[Stored items]
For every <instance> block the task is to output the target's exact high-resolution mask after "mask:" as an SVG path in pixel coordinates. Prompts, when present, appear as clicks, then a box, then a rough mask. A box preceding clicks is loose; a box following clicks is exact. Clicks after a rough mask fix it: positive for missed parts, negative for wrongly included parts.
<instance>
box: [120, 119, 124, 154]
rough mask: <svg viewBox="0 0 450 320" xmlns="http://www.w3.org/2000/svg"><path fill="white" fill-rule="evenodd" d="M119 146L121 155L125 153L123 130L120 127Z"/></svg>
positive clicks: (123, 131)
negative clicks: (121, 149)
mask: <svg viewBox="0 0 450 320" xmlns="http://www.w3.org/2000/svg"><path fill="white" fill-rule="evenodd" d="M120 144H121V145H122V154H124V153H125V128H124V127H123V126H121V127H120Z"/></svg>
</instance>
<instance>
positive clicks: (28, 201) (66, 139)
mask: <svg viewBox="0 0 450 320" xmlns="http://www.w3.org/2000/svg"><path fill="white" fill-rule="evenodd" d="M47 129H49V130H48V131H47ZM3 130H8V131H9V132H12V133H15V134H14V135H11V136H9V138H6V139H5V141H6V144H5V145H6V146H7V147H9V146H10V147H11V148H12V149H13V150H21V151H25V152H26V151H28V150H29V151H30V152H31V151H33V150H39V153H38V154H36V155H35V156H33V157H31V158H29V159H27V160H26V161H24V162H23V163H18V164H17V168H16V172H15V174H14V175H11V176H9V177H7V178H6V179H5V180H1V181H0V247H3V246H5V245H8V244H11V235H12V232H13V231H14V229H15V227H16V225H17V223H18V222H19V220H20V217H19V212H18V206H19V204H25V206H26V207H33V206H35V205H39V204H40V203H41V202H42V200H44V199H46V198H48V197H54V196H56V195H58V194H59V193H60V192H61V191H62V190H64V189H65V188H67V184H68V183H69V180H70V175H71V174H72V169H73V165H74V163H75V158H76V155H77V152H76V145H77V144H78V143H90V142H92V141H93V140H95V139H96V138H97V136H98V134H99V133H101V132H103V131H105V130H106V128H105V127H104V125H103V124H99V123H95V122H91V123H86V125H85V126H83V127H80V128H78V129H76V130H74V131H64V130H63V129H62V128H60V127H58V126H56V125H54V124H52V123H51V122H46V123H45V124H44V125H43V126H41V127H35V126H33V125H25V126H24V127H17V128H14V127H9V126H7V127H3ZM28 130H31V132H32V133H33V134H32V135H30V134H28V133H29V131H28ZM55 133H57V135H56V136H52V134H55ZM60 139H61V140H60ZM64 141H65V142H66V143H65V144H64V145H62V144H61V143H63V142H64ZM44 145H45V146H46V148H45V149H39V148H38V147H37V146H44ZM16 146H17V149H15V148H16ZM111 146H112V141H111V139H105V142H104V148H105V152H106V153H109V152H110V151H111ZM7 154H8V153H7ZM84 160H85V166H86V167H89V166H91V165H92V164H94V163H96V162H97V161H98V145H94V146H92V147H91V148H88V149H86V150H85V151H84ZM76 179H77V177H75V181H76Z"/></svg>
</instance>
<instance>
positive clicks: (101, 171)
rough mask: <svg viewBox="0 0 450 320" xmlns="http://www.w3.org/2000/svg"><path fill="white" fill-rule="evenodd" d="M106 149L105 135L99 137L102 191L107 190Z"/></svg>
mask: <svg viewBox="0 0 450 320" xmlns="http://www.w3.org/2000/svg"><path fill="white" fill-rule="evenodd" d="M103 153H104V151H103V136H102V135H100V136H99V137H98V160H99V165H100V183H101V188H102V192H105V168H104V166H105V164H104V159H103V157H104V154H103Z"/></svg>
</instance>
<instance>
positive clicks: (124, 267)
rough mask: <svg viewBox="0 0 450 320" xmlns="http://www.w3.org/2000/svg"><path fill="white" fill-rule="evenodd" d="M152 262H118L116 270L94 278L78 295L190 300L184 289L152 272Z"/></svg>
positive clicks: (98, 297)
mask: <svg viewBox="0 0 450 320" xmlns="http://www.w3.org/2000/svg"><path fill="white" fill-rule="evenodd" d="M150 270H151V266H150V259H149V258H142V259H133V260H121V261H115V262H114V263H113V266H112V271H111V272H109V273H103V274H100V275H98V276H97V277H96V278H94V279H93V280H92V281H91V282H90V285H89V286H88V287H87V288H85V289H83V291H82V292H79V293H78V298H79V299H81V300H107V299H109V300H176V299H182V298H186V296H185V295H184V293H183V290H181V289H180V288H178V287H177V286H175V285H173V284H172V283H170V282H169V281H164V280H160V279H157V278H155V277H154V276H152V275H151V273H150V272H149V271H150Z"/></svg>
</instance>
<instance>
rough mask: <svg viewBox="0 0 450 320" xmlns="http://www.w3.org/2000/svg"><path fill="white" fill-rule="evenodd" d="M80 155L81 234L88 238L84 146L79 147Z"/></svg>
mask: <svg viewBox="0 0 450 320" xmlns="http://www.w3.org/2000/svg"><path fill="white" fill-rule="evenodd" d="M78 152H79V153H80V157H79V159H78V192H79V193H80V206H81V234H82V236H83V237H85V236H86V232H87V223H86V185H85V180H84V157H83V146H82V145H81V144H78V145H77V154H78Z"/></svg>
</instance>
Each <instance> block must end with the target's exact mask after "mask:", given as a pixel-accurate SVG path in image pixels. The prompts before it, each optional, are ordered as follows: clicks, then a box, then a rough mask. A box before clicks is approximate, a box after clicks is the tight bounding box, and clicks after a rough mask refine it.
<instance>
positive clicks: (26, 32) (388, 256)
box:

* _Exercise directions_:
Output the lines from the one with "positive clicks: (124, 267)" through the end of the records above, exactly, including both ends, and nothing besides.

* _Answer below_:
positive clicks: (124, 267)
rough mask: <svg viewBox="0 0 450 320" xmlns="http://www.w3.org/2000/svg"><path fill="white" fill-rule="evenodd" d="M152 262H118L116 270L94 278L78 295L190 300L184 289L152 272Z"/></svg>
positive clicks: (98, 297)
mask: <svg viewBox="0 0 450 320" xmlns="http://www.w3.org/2000/svg"><path fill="white" fill-rule="evenodd" d="M150 270H151V266H150V259H149V258H142V259H133V260H121V261H115V262H114V263H113V266H112V271H111V272H109V273H103V274H100V275H98V276H97V277H96V278H94V279H93V280H92V281H91V282H90V285H89V286H88V287H87V288H85V289H83V291H82V292H79V293H78V298H79V299H81V300H107V299H109V300H176V299H182V298H186V296H185V295H184V293H183V290H181V289H180V288H178V287H177V286H175V285H173V284H172V283H170V282H169V281H164V280H160V279H157V278H155V277H154V276H152V275H151V273H150V272H149V271H150Z"/></svg>
</instance>
<instance>
rough mask: <svg viewBox="0 0 450 320" xmlns="http://www.w3.org/2000/svg"><path fill="white" fill-rule="evenodd" d="M80 155L81 234L88 238L84 146L79 147Z"/></svg>
mask: <svg viewBox="0 0 450 320" xmlns="http://www.w3.org/2000/svg"><path fill="white" fill-rule="evenodd" d="M78 152H79V153H80V157H79V159H78V192H79V193H80V206H81V234H82V236H83V237H85V236H86V232H87V223H86V185H85V180H84V157H83V146H82V145H81V144H78V145H77V154H78Z"/></svg>
</instance>
Each <instance> block must end with the target's exact mask after "mask:", given as a pixel-accurate SVG path in image pixels. The prompts before it, each optional, are ordered as follows: clicks, then a box, then a rough mask. A box before clicks is approximate, a box after clicks is the tight bounding box, and clicks after a rough mask refine it.
<instance>
positive clicks: (26, 32) (388, 256)
box:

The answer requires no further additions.